◆ **What to do**
1. Using the market report below, say whether each statement agrees with it: (a) The Nasdaq Composite closed higher on Thursday. (b) Weekly jobless claims came in below what economists forecast. (c) Airbnb priced its initial public offering at $146 per share. For each, answer yes or no and quote the words of the market report that decide it.
2. Answer these from the market report below, one per line:
(a) What did continuing unemployment claims total?
(b) Which sector fell the most?
(c) At what price per barrel did Brent Crude settle?

◆ **Excerpted text**
- - -

Stocks ended mixed on Thursday as the positive sentiment towards a near-term coronavirus stimulus package began to fizzle out and weekly unemployment claims unexpectedly increased. Both the Dow and the S&P 500 slumped as traders rotated back into the tech heavy Nasdaq as some coronavirus uncertainty began to somewhat outweigh the ongoing vaccine rally.

The Labor Department's weekly jobless claims for the week ended December 5 jumped to 853,000, well above the predicted 725,000 consensus economists forecasted. Continuing unemployment claims also increased, totalling 5.757 million, up from 5.527 million the week previous.

Here's how the market settled on Thursday:

S&P 500 Index (SPY  ): -0.13% or -4.73 points to 3,668.09

Dow Jones Industrial Average (DIA  ): -0.23% or -69.55 points to 29,999.26

Nasdaq Composite Index (QQQ  ): +0.54% or +66.86 points to 12,405.81

For Stocks, Airbnb (ABNB  ) debuted on Thursday, opening shares at $146 each for a valuation of more than $100 billion on a fully diluted basis. The home rental giant had priced its initial public offering at $68 per share Wednesday evening, raising $3.5 billion in the offering, making the stock one of the largest to price in 2020. Starbucks (SBUX  ) shares popped on Thursday after the company reaffirmed previous guidance for a "significant" rebound in 2021 during the coffee chain's Investor Day on Wednesday. In addition, the company is forecasting growth of at least 20% in fiscal 2022.

For Sector Performance, sectors mostly ended in negative territory at the end of the session. The only gainers were Energy (XLE  ), increasing nearly 3%, and Financials (XLF  ) and Information Technology (XLK  ). Industrials (XLI  ) fell the most, decreasing almost 1%, while Materials (XLB  ) and Utilities (XLU  ) rounded out the bottom three.

For Commodities and Currency, the U.S. Dollar (UUP  ) declined on Thursday as sentiment surrounding near-term Congressional fiscal stimulus began to sour. The dollar index, which tracks the greenback against other global currencies, slipped 0.2% lower. Gold (GLD  ) prices also decreased as vaccine optimism outweighed weak jobs data and prolonged stimulus talks. Spot gold dropped 0.4% to $1,832.20 per ounce, while gold futures settled 0.1% lower at $1,837.40 per ounce. Crude oil futures settled above $50 per barrel for the first time since early March on Thursday as the persistent vaccine rally bolstered demand recovery hopes over fears. International benchmark Brent Crude (BNO  ) surged 2.84% to settle at $50.25 per barrel, rising for a third straight day, while West Texas Intermediate (USO  ) rose 2.8% higher to $46.78 per barrel.

For Friday, market participants will focus on any progress towards additional fiscal stimulus as well as the preliminary reading for December's consumer sentiment index.

- - -

◆ **Material supplied**
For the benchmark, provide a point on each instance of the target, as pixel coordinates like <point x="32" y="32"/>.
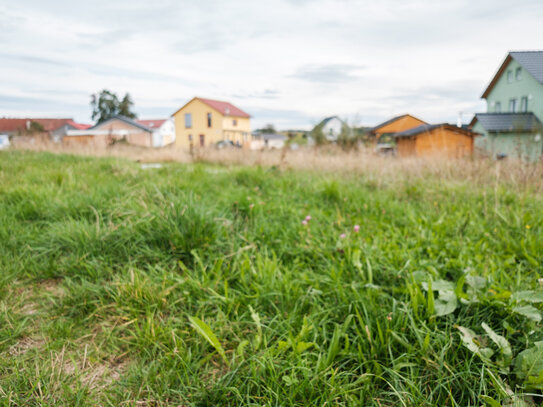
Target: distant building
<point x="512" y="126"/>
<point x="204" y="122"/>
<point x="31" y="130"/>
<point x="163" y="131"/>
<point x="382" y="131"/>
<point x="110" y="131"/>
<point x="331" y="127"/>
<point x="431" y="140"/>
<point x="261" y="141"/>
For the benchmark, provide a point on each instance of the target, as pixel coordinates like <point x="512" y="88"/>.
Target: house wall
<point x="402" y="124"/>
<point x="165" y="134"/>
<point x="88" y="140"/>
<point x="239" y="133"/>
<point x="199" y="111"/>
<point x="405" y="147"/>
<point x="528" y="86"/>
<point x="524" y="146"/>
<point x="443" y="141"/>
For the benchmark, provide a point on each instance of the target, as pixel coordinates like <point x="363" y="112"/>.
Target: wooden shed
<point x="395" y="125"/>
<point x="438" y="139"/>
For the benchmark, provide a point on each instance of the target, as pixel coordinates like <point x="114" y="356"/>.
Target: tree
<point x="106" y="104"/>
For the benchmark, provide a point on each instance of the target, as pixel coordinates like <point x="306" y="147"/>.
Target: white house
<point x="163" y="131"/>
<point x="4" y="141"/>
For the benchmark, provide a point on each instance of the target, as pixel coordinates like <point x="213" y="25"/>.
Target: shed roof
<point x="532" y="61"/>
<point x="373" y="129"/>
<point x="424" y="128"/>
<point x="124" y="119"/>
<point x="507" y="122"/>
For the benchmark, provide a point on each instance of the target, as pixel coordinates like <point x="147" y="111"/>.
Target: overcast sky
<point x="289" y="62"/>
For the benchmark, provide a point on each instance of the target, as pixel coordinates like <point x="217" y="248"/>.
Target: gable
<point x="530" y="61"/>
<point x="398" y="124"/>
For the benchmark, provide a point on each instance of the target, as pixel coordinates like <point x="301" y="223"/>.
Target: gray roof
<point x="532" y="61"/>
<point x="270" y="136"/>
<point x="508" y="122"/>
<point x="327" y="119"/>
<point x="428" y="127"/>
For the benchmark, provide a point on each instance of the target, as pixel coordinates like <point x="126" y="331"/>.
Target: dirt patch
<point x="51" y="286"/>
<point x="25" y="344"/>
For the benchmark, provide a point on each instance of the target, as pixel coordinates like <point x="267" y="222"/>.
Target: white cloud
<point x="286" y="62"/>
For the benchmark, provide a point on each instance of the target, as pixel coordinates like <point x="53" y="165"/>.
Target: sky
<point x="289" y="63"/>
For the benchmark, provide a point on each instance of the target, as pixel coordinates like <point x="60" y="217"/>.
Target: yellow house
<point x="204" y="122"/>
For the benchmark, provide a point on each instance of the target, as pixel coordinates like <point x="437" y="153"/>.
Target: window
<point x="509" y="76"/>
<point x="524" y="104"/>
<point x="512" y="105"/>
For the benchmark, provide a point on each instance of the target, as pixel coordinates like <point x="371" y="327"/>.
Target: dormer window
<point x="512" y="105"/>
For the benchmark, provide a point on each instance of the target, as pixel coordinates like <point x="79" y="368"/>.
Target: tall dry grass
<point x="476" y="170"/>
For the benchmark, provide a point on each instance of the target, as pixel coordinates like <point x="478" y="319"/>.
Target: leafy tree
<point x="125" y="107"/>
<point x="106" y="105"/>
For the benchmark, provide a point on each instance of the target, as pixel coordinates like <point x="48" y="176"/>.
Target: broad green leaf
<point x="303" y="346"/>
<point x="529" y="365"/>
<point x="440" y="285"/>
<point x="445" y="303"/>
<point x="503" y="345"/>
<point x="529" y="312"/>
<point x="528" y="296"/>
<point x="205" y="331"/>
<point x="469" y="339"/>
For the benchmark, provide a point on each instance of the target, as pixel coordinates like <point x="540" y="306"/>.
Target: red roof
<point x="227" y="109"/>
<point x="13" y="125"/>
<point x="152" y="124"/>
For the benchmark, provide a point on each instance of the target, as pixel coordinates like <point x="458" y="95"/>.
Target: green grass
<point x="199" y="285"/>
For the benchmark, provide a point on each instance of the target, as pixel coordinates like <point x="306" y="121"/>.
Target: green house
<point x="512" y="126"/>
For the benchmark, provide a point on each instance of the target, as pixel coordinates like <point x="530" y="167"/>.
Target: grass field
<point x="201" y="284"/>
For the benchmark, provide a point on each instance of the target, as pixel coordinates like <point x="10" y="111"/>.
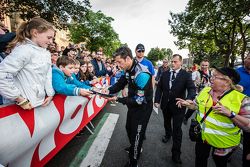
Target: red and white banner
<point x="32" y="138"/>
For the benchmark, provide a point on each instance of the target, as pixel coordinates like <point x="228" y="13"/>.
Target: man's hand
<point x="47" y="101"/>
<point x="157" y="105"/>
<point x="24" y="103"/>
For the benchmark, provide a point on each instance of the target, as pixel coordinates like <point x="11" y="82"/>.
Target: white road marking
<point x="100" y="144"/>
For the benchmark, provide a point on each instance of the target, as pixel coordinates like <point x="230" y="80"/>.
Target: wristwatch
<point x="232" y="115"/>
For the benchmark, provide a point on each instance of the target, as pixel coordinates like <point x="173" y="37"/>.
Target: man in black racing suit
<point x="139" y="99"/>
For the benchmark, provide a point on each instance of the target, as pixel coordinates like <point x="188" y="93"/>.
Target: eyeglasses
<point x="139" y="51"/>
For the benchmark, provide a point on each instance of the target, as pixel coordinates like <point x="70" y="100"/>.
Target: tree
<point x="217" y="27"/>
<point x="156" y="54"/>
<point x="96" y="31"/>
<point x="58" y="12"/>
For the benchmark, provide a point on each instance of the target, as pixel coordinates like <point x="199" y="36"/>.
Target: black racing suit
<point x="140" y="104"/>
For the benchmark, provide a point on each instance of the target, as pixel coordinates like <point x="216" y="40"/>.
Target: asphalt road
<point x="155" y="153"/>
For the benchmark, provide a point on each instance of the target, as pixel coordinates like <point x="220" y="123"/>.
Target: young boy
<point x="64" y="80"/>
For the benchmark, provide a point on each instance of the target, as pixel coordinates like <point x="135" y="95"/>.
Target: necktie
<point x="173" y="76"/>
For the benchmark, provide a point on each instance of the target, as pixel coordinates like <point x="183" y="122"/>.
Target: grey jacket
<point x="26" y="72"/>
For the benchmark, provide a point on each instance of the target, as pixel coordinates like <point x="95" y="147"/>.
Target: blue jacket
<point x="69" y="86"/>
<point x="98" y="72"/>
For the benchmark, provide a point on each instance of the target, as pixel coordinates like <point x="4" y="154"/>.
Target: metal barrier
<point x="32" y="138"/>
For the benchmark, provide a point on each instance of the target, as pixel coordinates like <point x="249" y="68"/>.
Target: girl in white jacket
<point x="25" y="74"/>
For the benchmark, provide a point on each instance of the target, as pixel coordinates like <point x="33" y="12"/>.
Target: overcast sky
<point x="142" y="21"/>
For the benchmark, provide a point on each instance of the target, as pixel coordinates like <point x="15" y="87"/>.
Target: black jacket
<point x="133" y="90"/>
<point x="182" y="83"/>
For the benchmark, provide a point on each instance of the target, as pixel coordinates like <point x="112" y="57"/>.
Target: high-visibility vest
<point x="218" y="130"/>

- - -

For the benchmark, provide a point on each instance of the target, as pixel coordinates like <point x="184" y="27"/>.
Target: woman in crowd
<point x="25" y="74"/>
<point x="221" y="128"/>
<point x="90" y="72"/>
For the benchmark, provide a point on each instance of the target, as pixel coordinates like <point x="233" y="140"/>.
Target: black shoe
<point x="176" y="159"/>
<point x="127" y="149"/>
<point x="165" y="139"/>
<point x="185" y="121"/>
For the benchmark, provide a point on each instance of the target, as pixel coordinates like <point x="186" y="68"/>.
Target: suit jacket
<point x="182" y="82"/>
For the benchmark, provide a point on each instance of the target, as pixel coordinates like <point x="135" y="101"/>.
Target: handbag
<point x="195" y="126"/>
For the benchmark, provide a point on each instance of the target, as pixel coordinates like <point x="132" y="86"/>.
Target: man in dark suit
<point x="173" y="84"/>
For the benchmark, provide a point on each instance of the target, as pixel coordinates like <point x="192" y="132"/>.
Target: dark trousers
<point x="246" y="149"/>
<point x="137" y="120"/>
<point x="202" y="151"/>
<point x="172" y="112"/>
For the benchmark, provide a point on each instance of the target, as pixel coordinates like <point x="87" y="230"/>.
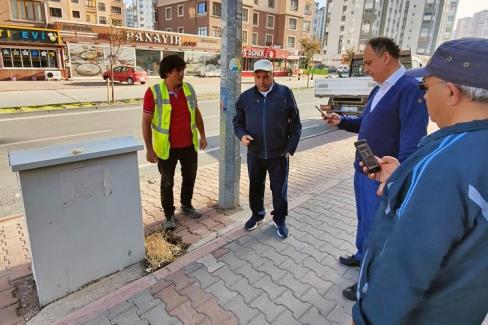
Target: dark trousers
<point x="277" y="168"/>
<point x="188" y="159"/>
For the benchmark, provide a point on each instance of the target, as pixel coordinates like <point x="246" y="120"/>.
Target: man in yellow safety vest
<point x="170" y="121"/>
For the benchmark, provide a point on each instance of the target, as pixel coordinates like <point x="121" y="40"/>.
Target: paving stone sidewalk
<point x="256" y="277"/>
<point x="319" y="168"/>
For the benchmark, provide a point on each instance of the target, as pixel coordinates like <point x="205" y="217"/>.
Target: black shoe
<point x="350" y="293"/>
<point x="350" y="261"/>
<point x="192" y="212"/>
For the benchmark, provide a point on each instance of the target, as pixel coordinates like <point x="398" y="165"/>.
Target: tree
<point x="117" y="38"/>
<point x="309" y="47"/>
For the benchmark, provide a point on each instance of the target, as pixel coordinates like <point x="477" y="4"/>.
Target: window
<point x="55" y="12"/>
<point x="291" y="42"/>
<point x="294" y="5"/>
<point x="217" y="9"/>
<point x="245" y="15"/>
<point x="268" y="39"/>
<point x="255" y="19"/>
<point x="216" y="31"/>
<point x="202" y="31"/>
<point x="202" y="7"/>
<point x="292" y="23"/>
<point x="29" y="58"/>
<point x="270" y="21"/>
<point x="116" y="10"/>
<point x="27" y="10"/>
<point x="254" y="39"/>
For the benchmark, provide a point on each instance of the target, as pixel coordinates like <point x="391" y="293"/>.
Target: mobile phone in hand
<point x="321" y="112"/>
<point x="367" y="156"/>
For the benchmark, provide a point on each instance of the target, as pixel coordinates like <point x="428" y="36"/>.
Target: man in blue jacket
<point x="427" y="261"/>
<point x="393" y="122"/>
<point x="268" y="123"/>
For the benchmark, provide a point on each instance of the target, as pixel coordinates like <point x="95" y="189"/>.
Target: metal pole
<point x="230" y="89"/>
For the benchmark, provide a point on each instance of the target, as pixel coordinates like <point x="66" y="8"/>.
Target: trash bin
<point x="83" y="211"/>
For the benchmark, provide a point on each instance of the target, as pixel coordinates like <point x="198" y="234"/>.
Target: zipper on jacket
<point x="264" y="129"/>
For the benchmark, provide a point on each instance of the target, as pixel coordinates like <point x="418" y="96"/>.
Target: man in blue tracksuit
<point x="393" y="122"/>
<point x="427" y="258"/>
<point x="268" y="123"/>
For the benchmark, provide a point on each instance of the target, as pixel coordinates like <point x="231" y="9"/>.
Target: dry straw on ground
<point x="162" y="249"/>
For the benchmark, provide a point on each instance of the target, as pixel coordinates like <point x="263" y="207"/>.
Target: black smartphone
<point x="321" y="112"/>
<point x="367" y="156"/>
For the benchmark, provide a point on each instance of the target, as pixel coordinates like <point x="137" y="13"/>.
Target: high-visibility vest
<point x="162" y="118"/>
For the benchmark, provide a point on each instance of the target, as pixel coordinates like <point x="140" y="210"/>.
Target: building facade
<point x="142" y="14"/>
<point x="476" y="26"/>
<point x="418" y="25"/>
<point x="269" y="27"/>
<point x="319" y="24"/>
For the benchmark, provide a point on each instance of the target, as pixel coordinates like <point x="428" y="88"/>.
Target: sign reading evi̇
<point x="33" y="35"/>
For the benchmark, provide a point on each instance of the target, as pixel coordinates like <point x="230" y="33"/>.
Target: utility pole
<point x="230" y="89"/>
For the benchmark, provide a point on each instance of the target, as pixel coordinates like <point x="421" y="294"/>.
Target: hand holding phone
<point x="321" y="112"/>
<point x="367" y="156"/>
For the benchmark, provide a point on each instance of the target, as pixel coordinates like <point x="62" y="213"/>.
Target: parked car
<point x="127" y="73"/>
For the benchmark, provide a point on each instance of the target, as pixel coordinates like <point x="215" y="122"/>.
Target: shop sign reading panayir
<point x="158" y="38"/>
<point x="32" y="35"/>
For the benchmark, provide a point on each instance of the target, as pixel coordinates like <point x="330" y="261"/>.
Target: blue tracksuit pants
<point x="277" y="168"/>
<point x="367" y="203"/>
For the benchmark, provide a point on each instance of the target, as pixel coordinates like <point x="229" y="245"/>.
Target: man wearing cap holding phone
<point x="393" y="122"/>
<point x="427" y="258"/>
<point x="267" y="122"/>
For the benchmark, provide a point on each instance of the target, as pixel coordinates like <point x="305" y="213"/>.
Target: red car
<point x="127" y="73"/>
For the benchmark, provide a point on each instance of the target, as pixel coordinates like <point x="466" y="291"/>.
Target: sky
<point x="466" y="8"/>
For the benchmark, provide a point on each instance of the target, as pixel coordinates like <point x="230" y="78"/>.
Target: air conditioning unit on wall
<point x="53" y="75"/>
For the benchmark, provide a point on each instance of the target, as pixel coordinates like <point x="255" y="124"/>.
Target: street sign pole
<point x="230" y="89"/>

- - -

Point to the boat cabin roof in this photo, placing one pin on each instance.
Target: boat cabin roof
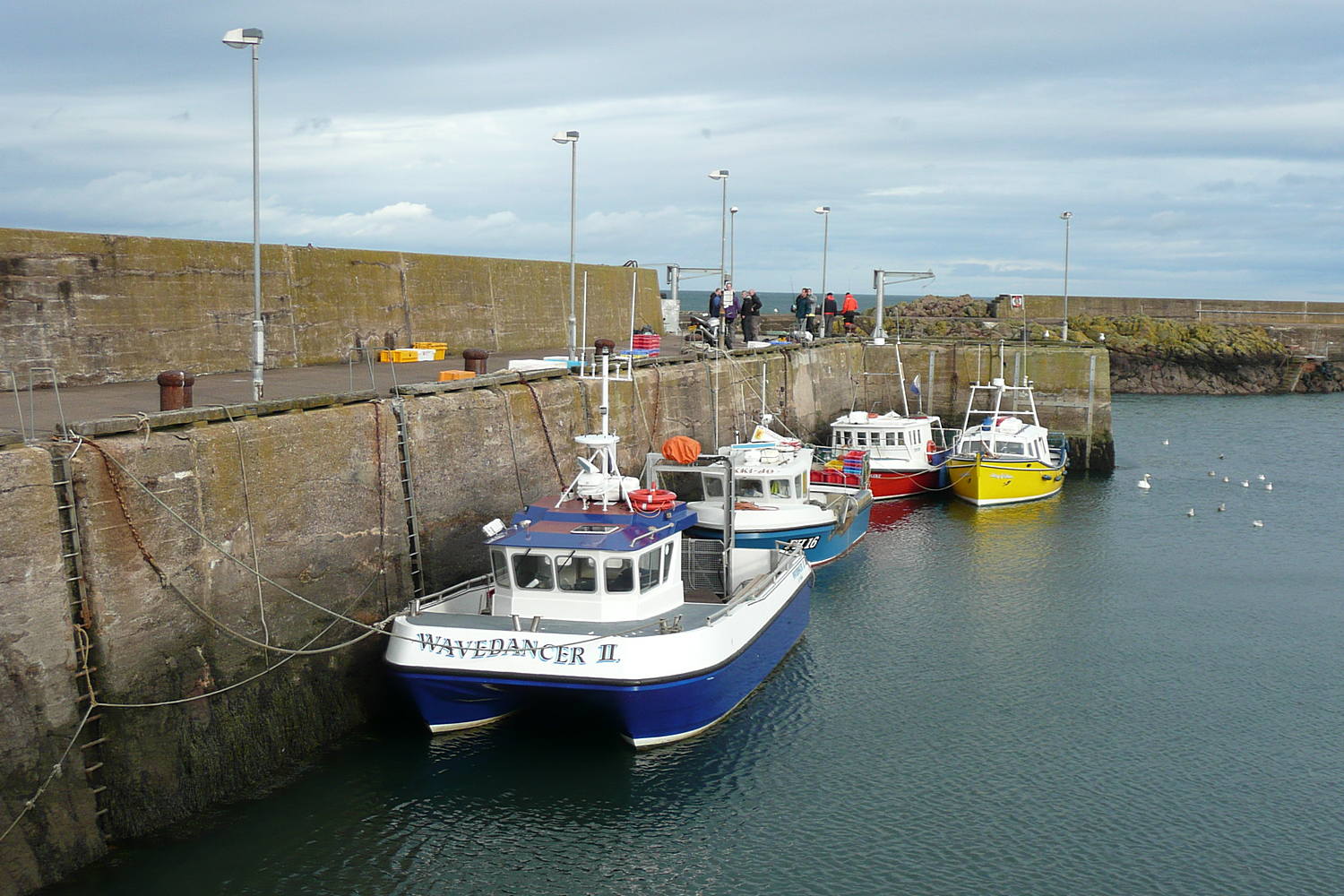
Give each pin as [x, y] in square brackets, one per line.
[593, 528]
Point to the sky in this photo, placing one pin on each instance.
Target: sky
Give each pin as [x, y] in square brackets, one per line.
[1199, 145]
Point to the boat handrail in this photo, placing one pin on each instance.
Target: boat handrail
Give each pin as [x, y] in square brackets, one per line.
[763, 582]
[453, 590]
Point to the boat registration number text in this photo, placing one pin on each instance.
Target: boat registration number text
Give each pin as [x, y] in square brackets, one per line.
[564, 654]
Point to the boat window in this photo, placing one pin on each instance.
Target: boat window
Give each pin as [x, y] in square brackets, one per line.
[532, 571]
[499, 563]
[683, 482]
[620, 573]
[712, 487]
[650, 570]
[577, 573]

- - -

◆ **Problem solutions**
1.
(a) Yes: "+0.54% or +66.86 points to 12,405.81"
(b) No: "jumped to 853,000, well above the predicted 725,000 consensus economists forecasted"
(c) No: "had priced its initial public offering at $68 per share Wednesday evening"

2.
(a) 5.757 million
(b) Industrials
(c) $50.25